- [WORK TO DO]:
Copy the listing from the line containing "Put one point on every instance of the plaid" through the end of the listing, both included, swapping "baseball cap" for "sun hat" and leaving everything else unchanged.

- [ITEMS]:

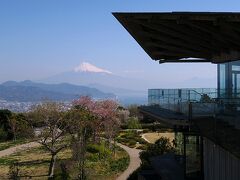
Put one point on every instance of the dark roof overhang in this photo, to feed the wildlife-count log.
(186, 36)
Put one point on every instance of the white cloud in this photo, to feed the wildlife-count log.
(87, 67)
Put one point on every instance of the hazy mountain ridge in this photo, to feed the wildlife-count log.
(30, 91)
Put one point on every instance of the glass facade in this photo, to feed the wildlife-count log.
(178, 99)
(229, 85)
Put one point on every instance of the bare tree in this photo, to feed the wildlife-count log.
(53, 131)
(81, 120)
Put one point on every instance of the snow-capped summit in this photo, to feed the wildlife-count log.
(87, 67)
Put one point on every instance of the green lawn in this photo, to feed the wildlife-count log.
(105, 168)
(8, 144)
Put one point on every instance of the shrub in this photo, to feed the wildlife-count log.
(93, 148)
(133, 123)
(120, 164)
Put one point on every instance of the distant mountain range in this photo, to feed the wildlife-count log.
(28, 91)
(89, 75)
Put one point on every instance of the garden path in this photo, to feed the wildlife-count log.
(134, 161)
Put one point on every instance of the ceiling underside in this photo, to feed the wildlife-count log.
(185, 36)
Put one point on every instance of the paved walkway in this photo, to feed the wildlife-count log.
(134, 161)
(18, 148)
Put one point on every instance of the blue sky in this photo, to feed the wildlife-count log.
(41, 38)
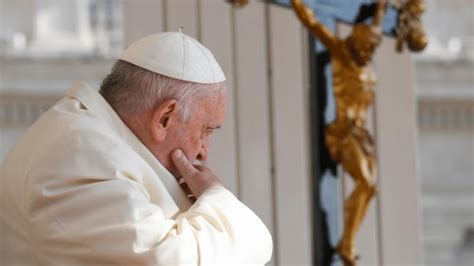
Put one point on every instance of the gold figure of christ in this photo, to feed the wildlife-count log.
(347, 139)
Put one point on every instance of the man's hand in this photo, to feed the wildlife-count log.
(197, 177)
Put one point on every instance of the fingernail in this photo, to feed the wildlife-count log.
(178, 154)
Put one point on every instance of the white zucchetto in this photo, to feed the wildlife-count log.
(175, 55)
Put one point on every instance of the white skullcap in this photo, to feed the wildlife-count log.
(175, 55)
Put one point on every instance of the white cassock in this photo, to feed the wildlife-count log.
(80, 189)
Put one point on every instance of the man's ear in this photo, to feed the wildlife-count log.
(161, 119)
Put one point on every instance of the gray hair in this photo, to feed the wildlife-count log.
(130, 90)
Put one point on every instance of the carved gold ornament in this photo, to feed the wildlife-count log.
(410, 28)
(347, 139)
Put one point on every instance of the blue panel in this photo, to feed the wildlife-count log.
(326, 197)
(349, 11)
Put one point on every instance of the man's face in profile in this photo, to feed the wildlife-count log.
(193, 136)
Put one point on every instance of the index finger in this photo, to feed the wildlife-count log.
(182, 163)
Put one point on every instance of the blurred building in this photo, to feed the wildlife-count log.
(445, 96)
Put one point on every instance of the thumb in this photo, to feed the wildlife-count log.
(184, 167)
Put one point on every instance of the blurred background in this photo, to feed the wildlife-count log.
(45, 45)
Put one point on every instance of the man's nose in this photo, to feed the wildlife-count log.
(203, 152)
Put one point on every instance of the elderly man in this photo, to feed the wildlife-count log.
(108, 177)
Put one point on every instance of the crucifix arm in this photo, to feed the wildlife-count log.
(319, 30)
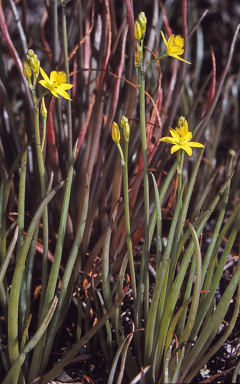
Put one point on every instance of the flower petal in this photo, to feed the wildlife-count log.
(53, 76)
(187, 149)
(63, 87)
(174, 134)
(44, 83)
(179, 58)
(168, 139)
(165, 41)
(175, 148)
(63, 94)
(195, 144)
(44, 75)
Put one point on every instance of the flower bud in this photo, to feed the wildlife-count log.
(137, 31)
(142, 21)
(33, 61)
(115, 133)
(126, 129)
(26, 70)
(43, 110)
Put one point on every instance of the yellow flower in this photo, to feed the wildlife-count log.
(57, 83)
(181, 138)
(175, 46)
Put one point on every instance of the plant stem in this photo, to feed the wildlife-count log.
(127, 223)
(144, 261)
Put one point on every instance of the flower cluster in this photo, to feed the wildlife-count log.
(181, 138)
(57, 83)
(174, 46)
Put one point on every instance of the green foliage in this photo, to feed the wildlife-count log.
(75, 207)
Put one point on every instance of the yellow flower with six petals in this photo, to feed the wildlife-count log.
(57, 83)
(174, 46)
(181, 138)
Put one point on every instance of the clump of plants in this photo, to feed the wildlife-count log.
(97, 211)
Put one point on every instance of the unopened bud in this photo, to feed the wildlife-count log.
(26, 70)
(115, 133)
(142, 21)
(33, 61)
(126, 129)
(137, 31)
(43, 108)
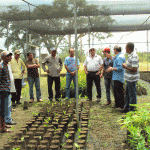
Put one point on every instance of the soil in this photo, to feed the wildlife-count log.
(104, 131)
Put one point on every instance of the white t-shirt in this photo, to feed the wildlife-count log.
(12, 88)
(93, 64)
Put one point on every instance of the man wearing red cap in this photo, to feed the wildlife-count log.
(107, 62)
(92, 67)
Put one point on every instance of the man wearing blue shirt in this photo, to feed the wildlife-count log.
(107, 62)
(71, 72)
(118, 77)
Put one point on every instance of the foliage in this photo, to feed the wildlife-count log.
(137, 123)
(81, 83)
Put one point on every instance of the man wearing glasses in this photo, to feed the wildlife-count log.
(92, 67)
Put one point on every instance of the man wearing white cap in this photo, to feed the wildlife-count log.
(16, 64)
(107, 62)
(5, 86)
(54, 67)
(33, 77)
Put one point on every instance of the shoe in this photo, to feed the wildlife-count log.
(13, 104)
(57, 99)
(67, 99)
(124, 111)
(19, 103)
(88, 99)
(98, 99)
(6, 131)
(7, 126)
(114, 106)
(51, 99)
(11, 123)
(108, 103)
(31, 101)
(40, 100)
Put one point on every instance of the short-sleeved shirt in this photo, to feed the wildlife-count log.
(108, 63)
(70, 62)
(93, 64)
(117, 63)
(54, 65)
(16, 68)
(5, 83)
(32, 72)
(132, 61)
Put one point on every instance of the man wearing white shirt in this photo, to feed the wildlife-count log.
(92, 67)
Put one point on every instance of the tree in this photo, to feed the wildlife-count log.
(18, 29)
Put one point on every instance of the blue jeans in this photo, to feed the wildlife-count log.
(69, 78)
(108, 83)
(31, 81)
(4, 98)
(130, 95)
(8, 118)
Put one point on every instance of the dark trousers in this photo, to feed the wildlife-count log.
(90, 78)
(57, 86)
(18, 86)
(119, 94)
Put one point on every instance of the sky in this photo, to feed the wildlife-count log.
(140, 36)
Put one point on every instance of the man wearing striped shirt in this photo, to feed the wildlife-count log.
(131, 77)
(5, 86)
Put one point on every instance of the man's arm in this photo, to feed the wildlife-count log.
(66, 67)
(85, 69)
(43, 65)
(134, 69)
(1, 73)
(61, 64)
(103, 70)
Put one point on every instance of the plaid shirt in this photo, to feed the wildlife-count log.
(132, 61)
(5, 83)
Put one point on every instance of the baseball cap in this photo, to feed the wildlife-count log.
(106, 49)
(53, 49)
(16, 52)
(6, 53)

- [COMPLETED EXERCISE]:
Put one point on every instance of the plaid shirt in this photo, to feed the wildlife-count log.
(132, 61)
(5, 83)
Put one point on every instance of the sun hat in this photo, to feed the wildlife-count log.
(106, 49)
(53, 49)
(16, 52)
(6, 53)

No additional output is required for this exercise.